JOB
Rewrite the part of the listing that opens with the line containing "of the person" and closes with the line containing "Query: person standing", replacing "person standing" with "person sitting" and leaving everything else unchanged.
+ + +
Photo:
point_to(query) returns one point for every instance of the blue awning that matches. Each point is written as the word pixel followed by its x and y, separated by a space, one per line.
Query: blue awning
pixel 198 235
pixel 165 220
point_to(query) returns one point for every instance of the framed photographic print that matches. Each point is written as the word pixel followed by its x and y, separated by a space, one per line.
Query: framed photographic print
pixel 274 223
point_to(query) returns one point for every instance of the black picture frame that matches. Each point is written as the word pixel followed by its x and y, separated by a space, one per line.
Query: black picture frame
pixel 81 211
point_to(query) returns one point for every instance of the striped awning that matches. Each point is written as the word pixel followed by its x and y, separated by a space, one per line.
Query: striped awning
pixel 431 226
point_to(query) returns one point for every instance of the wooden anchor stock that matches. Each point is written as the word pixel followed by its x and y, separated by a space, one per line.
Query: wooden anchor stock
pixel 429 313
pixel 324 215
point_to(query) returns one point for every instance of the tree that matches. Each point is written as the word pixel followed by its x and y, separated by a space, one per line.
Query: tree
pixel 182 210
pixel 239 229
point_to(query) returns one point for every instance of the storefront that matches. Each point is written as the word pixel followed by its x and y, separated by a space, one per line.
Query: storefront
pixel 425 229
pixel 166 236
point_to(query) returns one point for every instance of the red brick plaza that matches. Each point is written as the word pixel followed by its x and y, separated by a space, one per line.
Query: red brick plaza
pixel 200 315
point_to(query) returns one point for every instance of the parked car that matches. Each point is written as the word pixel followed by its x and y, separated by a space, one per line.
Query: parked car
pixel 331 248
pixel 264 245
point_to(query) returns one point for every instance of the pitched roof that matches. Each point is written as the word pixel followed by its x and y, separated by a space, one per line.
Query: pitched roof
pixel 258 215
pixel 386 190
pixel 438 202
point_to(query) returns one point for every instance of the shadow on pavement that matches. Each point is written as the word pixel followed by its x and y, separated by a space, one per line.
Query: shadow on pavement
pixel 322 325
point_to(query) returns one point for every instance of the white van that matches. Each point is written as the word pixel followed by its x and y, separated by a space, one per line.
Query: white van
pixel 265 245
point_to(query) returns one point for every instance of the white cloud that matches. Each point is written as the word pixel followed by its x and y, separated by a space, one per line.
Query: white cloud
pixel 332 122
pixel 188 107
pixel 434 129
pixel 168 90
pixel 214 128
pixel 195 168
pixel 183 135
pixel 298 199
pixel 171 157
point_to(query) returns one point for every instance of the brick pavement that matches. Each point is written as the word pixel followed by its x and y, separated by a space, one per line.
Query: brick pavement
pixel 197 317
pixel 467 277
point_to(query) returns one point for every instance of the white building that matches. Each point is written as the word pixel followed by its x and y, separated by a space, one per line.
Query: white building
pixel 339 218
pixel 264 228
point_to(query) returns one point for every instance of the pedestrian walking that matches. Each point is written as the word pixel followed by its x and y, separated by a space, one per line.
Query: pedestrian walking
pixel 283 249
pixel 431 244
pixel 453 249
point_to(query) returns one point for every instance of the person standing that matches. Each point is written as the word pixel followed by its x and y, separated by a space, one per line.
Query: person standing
+ + +
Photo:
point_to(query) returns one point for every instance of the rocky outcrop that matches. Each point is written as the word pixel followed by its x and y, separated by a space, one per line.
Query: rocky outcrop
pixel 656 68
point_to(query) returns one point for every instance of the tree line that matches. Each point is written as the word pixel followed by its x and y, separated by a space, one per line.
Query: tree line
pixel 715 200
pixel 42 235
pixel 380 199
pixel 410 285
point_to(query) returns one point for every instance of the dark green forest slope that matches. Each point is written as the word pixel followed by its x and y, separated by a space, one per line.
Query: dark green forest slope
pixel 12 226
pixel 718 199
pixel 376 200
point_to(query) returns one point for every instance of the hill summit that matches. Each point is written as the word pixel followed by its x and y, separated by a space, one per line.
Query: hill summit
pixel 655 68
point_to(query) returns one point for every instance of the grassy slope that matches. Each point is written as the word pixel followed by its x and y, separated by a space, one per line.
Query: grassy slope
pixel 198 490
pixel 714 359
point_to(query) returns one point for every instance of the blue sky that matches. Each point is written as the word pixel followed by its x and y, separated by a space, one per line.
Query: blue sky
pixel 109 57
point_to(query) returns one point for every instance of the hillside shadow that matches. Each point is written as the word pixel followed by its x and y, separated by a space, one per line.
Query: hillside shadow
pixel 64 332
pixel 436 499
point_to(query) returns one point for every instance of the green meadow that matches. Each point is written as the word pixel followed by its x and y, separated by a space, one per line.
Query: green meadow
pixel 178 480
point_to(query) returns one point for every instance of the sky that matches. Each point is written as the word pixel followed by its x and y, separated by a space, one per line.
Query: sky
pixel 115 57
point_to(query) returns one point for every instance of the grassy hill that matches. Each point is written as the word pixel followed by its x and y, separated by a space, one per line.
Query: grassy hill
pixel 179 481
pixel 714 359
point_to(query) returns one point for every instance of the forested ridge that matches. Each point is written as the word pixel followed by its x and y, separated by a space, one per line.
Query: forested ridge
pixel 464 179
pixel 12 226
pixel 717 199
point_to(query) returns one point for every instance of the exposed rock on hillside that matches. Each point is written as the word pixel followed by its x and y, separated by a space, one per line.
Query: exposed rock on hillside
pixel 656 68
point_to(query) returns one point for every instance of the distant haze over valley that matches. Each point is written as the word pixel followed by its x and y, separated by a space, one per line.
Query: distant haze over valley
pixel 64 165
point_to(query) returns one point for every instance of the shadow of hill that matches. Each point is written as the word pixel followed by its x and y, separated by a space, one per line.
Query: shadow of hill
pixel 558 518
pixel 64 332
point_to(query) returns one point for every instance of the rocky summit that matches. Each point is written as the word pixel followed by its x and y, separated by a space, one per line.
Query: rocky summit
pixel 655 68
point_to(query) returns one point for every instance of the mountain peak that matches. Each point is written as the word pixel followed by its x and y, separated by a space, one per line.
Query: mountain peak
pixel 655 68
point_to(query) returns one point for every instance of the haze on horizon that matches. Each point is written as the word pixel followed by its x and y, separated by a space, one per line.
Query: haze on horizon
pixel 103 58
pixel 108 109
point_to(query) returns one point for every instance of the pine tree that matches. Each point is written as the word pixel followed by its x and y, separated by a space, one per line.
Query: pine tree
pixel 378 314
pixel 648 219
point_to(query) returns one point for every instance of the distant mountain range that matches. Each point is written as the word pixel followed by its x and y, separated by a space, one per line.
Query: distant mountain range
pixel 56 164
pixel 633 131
+ + +
TASK ANSWER
point_to(query) returns one point for every instance of the person sitting that matches. Each point is written as the word pixel followed by its x and y, separated by a space, one per line.
Query: person sitting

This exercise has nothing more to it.